§ Passage shown
"""
The federal government has said that all open drug markets in Nigeria will be permanently shut by December 31, 2018, even as it said it will be introducing drug Coordinated Wholesale Centres nationwide to check the menace of falsified medical products in the country.
The Minister of Health, Professor Isaac Adewole, disclosed this in Lagos during a stakeholders’ workshop organised by the National Agency for Food and Drug Administration and Control (NAFDAC) in collaboration with the World Health Organisation (WHO) on ‘The prevention, Detection and Response of Substandard and Falsified medical Products.’
He said the new measures were designed to allow drugs to be sourced directly from importers or manufacturers down to the end users instead of buying drugs from the open drug markets.
According to him, the FMOH had developed the National Drug Distribution Guidelines, (NDDG) in 2012 to address the unsatisfactory chaotic drug distribution system of the country.
“Coordinated Wholesale Centres to accommodate open market medicines sellers have been approved and are being developed in Lagos, Onitsha, Aba and Kano and will commence operation by January 1, 2019.
"""
§ Problems and tasks
#1 In the news report on Nigeria's open drug markets, give the stretch from "The federal government" through "in the country." again, swapping "permanently shut" for "closed for good".
#2 According to the news report on Nigeria's open drug markets, in which cities are the Coordinated Wholesale Centres being developed?
#3 Carry the news report on Nigeria's open drug markets on from the point where it stops.

§ Input data
"""
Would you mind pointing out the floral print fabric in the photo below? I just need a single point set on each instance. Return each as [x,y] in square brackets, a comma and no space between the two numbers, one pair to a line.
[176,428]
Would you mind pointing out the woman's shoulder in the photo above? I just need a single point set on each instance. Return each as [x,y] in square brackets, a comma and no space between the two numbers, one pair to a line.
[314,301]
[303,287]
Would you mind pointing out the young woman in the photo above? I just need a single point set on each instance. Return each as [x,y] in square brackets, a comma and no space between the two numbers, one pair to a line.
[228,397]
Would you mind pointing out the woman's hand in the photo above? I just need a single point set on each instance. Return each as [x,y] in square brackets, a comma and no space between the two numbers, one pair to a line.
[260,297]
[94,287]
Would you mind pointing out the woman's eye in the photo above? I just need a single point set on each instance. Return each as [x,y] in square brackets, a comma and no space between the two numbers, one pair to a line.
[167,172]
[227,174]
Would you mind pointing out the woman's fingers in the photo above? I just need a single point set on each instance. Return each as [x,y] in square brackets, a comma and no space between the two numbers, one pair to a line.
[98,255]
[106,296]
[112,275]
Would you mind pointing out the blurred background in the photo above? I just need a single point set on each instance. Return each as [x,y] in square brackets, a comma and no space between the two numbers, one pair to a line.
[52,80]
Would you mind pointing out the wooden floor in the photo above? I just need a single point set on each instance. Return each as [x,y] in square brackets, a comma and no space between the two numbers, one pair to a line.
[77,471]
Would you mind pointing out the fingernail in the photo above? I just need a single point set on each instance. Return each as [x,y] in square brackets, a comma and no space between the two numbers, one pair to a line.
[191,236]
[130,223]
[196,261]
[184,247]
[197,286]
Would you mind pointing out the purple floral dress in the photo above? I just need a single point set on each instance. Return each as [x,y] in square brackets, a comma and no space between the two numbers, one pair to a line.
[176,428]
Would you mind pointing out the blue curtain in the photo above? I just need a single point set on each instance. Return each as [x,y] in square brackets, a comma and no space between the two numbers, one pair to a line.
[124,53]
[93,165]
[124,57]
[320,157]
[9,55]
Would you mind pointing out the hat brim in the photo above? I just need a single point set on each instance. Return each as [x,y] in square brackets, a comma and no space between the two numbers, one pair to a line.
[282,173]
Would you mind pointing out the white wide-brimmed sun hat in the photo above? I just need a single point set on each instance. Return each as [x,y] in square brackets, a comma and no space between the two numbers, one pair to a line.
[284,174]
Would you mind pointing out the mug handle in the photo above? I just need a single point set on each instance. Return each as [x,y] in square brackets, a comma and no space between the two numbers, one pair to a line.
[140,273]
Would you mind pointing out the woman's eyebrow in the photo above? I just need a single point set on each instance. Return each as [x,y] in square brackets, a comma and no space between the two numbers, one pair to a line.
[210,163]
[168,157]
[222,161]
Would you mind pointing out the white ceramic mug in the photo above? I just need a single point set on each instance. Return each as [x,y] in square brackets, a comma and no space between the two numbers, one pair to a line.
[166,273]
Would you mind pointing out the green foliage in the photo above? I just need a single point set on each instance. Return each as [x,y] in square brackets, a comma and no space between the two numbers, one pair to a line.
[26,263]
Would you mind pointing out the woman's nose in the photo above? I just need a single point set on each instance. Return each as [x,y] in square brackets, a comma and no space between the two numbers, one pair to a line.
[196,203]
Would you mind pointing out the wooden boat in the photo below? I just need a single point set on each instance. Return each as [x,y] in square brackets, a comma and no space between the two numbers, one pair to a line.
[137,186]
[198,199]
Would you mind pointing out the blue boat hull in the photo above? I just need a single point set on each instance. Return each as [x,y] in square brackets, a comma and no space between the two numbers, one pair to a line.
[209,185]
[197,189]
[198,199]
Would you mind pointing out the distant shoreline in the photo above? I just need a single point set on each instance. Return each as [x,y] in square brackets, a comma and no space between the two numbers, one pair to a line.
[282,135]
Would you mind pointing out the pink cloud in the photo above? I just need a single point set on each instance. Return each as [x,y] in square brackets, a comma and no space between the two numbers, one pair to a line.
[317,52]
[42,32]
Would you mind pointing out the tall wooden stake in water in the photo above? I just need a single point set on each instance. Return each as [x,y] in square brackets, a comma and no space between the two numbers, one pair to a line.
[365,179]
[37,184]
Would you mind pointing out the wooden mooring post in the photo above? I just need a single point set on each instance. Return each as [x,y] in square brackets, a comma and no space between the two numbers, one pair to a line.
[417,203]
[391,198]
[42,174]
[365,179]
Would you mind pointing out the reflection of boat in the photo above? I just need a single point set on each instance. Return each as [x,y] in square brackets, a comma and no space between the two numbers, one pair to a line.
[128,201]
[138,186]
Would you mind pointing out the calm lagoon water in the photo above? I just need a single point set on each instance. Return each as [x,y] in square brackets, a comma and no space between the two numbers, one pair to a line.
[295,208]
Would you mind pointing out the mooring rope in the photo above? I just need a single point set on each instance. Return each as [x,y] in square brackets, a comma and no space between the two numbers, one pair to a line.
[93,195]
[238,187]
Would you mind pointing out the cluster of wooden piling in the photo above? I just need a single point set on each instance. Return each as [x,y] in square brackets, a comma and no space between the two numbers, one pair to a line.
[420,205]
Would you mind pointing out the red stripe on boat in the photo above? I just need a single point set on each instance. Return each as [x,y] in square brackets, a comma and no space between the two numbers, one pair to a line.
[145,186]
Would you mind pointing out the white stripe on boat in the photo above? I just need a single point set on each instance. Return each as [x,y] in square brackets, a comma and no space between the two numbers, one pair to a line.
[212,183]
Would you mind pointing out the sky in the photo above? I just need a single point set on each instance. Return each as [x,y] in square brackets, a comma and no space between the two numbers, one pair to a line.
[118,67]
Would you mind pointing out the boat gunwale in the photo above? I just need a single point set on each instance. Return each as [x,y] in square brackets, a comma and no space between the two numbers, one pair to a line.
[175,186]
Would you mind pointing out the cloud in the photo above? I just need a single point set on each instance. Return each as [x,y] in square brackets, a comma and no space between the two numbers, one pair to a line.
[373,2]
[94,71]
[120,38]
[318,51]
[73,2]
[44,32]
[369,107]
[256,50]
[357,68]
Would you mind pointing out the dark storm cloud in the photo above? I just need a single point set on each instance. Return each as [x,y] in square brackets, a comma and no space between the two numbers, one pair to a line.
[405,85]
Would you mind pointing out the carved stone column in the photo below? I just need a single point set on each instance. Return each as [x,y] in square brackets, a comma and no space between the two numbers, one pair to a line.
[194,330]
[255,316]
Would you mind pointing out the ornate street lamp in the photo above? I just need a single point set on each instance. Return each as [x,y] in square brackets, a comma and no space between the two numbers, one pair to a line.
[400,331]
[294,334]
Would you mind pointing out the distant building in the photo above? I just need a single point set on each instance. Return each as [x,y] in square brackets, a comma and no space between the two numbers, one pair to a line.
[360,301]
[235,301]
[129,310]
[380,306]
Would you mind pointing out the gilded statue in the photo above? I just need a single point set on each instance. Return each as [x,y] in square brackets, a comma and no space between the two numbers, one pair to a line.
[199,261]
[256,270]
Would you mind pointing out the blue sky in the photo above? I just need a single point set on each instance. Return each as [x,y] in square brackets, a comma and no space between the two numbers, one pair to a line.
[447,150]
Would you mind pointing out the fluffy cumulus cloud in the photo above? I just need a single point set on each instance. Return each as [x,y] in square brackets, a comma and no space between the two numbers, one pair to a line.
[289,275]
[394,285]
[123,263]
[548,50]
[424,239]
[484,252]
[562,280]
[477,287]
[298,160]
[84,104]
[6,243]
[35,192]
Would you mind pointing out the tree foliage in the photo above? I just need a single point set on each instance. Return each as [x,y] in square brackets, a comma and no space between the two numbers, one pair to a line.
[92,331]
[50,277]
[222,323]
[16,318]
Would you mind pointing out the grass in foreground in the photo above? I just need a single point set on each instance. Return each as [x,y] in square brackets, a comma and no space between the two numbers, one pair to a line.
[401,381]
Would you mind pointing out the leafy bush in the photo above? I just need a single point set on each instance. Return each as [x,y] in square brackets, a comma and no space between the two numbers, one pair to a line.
"""
§ Answer set
#1
The federal government has said that all open drug markets in Nigeria will be closed for good by December 31, 2018, even as it said it will be introducing drug Coordinated Wholesale Centres nationwide to check the menace of falsified medical products in the country.

#2 Lagos, Onitsha, Aba and Kano.

#3
“Medicine is an important component of healthcare delivery service and without the infusion of medicines; the health care service delivery system of a nation is sterile.
“A good-quality medicine supply system is essential for healthcare delivery. There is a special need to prevent therapeutic drug falsification in order to safeguard against health and maintain trust in healthcare system. The overall scale of trading in medicine and the resultant harm done to global health has not been adequately accessed,” he said.
On his part, the Acting Director General, NAFDAC, Mr. Ademola Mogbojuri, noted that the public health implications of substandard and falsified medical products include treatment failure, high treatment cost, development of resistance, loss of confidence in the healthcare providers and healthcare system and may ultimately, result in fatality and death.
Mogbojuri who raised the alarm that the problem has become a serious, threat to global public health said the fight against this nefarious act requires a sustained action by both governmental and non governmental bodies.
Stating that single and isolated interventions cannot address the issue of substandard falsified medical products, he called for coordinated actions with international organisations to reduce to the barest minimum the incidence of the ugly menace.
The Acting Director General said WHO established member states mechanism on substandard, spurious, falsely labelled, falsified and counterfeit medical products following its resolution 65:19 in May 2012 to promote public health, and access to affordable, safe, efficacious and quality medical product, across the globe.